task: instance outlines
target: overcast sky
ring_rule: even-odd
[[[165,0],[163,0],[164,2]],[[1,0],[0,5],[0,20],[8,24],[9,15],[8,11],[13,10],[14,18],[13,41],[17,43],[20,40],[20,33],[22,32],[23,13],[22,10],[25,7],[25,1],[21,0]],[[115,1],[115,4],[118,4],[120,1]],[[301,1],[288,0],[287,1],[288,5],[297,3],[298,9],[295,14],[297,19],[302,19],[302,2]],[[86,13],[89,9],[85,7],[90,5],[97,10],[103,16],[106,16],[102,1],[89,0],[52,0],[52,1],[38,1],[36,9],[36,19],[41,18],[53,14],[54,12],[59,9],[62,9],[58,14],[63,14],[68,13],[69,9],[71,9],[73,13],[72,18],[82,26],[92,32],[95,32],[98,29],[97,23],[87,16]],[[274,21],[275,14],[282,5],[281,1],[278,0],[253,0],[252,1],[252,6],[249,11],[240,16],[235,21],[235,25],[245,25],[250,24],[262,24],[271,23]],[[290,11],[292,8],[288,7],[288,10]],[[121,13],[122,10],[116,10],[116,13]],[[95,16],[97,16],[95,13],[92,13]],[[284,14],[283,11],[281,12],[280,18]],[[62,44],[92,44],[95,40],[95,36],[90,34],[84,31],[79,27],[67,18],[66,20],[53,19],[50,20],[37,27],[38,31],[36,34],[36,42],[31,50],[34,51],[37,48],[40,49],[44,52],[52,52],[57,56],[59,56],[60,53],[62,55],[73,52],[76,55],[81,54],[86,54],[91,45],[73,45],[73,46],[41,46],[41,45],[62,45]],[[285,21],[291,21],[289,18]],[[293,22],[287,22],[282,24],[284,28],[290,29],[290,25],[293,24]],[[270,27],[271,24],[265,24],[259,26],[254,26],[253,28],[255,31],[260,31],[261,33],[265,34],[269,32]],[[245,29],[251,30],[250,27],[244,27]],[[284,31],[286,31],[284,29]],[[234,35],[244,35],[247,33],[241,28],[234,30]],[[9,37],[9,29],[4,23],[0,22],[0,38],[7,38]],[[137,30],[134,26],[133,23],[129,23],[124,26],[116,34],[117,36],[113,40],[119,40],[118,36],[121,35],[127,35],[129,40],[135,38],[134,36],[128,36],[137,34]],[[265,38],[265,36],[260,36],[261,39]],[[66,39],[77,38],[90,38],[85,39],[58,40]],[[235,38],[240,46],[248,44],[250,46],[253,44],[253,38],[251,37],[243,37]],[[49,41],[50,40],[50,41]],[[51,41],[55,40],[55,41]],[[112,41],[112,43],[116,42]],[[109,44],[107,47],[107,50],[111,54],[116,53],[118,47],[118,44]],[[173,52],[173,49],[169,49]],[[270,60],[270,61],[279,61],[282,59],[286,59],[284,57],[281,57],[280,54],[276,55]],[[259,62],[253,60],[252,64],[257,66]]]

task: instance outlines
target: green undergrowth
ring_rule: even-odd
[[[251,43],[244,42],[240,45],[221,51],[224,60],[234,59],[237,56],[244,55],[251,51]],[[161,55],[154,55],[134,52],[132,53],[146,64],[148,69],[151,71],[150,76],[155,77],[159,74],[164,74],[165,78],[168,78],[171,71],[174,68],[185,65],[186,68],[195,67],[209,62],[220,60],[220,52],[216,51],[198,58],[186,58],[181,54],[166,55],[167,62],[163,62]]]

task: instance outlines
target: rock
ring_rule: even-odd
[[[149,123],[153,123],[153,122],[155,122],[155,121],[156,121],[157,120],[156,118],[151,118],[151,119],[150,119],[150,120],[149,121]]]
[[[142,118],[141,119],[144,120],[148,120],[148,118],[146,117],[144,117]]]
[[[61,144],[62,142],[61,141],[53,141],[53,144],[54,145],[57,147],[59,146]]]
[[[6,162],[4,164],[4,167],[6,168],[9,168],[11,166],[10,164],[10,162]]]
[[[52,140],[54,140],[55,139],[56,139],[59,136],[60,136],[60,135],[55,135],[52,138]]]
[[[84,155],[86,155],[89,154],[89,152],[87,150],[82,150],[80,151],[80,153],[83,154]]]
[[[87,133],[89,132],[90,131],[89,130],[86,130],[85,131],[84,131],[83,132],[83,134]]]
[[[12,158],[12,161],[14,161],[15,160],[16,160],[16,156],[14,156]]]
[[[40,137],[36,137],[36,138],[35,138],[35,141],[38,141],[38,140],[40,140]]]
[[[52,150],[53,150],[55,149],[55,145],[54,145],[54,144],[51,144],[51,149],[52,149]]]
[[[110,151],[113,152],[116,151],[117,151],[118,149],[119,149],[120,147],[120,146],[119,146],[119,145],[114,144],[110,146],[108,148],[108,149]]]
★ ★ ★ ★ ★ ★ ★
* [WHAT IS BEING ASKED]: Select every row above that contains the word "target" and copy each of those rows in full.

* [THE SOLUTION]:
target: overcast sky
target: green undergrowth
target: rock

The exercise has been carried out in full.